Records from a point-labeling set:
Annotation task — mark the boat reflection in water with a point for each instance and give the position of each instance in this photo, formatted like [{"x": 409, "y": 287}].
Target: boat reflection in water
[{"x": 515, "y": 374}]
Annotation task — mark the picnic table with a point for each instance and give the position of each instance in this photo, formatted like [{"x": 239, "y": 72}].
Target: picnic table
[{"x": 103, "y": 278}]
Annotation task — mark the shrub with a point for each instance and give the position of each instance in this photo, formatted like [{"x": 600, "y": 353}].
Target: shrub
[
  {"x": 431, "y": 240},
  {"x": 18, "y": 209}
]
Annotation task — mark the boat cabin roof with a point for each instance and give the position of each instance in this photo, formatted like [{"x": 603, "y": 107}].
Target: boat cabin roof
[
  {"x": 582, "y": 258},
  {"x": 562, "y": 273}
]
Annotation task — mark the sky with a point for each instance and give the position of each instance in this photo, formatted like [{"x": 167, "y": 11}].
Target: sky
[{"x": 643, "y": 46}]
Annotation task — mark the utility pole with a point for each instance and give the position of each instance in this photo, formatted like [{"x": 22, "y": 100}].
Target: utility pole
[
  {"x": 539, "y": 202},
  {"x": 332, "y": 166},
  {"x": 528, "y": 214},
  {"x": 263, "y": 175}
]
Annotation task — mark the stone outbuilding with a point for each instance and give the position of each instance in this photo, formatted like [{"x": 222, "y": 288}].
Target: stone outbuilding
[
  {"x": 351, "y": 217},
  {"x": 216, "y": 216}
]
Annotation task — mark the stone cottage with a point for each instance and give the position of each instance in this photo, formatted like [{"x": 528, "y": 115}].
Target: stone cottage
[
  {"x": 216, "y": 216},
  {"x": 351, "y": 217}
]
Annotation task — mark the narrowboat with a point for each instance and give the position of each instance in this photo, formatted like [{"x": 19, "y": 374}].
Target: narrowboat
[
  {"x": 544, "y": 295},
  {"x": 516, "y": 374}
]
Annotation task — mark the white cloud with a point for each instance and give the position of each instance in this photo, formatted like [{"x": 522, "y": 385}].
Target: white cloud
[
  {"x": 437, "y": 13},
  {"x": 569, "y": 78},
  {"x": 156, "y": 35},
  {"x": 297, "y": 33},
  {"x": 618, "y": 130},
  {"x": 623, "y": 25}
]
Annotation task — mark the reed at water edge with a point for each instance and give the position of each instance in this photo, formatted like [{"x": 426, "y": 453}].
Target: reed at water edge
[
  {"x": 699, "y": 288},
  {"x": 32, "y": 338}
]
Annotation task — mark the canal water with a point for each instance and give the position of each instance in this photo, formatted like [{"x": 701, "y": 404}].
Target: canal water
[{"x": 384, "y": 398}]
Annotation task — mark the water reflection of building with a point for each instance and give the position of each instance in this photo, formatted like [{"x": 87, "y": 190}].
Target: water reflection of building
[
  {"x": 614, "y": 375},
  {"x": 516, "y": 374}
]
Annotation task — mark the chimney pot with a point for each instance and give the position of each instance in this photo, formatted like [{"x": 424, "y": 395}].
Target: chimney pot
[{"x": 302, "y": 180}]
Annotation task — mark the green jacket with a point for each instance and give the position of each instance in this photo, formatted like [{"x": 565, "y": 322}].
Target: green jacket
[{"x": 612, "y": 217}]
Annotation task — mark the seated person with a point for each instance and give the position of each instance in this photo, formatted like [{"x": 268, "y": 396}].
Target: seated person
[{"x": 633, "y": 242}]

==

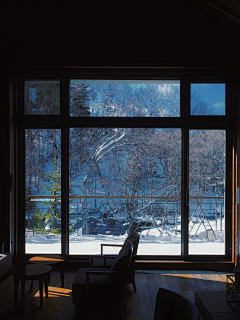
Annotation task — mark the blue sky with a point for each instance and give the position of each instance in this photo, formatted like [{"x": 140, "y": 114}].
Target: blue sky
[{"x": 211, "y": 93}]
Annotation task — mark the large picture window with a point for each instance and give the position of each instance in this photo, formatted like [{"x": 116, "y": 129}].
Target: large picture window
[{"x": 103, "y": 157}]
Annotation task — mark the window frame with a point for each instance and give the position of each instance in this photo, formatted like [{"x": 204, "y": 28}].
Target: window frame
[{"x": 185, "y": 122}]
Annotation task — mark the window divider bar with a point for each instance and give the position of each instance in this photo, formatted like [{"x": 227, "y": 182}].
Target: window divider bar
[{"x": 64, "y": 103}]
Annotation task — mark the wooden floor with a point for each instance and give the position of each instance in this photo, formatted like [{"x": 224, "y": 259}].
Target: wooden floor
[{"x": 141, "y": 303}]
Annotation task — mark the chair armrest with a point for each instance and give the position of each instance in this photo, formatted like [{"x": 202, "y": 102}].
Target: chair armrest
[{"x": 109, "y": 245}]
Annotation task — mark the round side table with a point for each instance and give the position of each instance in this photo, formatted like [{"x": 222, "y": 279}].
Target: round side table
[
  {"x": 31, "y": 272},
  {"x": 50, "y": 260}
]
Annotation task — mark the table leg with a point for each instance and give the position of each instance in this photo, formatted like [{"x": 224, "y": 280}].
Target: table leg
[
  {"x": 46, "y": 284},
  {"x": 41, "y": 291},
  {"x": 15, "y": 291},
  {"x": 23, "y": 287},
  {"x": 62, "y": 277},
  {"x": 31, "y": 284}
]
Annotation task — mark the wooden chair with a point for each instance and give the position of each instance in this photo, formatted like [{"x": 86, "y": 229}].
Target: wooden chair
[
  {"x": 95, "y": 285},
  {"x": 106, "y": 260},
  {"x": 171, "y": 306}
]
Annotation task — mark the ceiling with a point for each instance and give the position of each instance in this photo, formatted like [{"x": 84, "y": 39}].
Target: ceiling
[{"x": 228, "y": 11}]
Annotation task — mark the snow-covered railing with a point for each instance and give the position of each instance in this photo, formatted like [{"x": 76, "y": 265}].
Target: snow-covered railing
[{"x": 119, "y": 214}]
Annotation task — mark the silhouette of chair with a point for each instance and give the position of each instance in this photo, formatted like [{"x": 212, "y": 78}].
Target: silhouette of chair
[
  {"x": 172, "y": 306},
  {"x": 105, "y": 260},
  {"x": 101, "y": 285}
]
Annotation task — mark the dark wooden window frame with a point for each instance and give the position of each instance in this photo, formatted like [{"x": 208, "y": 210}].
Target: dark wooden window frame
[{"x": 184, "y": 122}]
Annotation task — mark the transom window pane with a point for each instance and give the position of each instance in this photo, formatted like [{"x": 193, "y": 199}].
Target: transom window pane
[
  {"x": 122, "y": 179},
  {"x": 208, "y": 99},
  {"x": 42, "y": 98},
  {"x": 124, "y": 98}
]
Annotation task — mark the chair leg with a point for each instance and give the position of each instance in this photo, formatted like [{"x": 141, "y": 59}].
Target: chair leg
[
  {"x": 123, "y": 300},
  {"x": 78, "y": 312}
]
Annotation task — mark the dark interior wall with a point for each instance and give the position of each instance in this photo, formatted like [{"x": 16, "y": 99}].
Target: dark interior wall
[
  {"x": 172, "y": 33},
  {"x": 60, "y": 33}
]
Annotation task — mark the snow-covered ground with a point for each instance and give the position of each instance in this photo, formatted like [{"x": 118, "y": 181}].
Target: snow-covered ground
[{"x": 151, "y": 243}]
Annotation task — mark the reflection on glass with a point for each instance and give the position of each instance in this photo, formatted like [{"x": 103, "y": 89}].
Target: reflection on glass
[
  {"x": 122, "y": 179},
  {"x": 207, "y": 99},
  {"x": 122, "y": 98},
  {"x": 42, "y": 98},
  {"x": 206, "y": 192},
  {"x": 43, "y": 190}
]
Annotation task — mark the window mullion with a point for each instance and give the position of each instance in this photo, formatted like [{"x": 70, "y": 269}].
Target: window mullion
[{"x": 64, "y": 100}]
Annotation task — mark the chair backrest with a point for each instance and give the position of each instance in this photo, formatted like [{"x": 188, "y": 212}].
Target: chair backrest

* WHAT IS BEING ASKED: Which lines of the records above contain the string "snow"? Pull out each of those lines and copy it in full.

* TASK ANSWER:
Annotation task — mark the snow-covered railing with a point for each instance and give the position of each instance in this photo, formatted like [{"x": 76, "y": 265}].
Target: snow-covered railing
Annotation task — mark the snow-covered ground with a point for each instance and give the position of each instance in this photo, formatted like [{"x": 118, "y": 181}].
Target: snow-covered ground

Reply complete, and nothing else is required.